→ **TASK INSTRUCTIONS**: Please return every line in the material below that contains the word "white".

→ **DATA FOR THE TASK**:
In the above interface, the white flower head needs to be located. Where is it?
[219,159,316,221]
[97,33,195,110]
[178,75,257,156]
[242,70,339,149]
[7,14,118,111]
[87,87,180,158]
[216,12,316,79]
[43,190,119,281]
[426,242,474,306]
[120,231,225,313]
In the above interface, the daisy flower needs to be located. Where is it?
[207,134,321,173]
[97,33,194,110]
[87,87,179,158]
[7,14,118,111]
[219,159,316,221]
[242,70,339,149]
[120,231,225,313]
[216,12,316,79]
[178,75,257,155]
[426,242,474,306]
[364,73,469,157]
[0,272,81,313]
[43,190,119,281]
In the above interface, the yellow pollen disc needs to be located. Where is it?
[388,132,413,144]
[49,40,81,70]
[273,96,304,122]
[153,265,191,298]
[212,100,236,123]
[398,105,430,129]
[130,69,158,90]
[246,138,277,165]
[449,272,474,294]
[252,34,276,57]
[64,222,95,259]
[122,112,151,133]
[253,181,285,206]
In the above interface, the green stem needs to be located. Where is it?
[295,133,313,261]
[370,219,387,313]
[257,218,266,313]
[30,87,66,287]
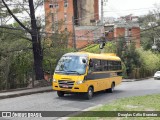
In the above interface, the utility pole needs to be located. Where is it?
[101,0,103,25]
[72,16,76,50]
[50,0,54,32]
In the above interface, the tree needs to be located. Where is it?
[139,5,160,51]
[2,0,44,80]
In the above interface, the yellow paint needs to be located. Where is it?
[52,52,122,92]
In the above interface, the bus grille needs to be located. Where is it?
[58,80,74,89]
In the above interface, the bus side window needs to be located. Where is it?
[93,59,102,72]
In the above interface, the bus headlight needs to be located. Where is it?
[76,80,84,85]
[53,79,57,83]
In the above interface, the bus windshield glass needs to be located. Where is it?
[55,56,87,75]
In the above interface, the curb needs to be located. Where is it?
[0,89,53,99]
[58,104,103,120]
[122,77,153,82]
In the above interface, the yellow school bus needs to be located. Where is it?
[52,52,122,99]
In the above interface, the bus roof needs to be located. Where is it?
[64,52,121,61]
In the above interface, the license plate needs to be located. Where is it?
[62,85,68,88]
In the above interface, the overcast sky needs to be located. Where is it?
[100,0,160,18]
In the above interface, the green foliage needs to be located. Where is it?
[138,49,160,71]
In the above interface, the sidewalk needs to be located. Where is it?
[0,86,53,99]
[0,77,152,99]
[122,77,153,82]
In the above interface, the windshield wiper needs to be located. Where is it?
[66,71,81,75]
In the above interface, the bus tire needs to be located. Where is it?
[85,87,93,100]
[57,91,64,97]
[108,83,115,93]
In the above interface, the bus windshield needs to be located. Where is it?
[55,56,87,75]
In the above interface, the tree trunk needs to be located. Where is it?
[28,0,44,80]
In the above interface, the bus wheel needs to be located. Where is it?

...

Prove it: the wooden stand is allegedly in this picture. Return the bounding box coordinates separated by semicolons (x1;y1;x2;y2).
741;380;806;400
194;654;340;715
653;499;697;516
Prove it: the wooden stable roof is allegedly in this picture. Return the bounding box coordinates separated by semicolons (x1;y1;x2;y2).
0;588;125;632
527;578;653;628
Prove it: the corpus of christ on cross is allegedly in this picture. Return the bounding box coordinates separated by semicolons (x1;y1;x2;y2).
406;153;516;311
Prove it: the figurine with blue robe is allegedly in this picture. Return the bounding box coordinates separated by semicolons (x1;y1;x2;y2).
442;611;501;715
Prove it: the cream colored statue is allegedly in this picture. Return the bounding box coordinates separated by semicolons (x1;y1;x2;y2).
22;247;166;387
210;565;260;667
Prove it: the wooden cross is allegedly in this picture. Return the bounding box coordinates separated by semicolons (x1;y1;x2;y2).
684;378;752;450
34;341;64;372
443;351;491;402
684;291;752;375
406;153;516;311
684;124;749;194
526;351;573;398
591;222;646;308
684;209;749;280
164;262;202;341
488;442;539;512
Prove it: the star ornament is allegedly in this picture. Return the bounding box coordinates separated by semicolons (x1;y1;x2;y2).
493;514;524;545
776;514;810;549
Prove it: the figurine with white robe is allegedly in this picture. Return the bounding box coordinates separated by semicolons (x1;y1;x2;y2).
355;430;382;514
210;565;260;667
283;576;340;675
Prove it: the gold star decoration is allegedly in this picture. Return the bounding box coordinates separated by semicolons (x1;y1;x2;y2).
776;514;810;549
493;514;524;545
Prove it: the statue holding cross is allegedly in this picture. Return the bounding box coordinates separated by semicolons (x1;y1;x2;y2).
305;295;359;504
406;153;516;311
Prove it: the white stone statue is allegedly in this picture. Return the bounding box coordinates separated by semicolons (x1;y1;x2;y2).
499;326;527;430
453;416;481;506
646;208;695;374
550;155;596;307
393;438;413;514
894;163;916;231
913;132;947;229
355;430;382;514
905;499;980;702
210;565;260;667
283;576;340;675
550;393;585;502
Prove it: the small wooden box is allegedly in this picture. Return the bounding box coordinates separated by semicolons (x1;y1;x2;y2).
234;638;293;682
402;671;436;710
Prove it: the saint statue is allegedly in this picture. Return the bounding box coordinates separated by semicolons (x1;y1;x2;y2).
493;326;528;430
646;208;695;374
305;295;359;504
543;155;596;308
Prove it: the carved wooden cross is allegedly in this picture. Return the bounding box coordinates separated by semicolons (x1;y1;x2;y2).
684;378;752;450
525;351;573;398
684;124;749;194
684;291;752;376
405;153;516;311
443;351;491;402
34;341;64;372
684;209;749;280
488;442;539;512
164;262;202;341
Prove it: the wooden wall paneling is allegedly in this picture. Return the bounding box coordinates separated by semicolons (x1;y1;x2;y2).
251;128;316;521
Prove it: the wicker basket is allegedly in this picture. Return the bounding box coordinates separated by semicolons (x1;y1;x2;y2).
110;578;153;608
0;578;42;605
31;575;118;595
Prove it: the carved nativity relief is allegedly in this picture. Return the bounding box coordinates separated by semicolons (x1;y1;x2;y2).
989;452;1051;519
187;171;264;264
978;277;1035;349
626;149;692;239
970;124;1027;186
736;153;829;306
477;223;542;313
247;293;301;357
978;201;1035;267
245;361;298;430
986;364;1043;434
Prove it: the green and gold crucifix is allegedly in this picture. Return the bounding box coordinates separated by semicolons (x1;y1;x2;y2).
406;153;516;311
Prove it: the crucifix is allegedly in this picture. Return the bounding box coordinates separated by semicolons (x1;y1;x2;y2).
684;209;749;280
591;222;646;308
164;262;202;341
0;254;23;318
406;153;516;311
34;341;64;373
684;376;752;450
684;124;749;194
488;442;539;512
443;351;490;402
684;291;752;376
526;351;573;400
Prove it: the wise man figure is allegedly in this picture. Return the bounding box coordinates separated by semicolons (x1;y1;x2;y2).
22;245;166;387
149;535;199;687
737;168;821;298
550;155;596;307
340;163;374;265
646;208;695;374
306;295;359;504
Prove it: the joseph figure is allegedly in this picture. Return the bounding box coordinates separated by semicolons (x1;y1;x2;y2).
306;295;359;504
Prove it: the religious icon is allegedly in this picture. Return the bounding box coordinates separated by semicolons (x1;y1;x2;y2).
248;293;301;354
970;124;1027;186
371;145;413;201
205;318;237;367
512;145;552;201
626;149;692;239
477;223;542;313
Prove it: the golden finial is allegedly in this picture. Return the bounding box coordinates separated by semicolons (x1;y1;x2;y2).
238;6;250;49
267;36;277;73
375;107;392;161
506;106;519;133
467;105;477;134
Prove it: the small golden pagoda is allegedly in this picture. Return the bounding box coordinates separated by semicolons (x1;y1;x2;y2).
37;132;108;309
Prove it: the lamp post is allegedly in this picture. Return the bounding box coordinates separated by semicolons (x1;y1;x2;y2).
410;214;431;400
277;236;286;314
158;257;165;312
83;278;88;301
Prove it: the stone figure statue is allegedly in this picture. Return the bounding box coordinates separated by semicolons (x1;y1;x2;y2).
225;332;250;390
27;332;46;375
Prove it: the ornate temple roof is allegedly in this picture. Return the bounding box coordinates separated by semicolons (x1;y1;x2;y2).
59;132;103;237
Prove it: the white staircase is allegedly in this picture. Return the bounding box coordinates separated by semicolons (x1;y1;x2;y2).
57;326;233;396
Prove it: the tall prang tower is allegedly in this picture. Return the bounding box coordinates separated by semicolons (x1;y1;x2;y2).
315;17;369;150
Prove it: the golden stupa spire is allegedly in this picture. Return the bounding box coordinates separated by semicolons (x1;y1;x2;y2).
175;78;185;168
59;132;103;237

→ **ANSWER TO THE TASK**:
In the above interface, the white flower head needs to be located. Where is it?
Prove it: the figurine with white robe is allegedly in this picture. Return the bounding box coordinates separated by semicolons (x1;y1;x2;y2).
Prove it: the white stone statue is allegedly in this picture. Return the bounding box coordinates separated by semicolons (x1;y1;x2;y2).
Prove it: the white staircase is allegedly in this picture. Return the bounding box coordinates separated by semicolons (x1;y1;x2;y2).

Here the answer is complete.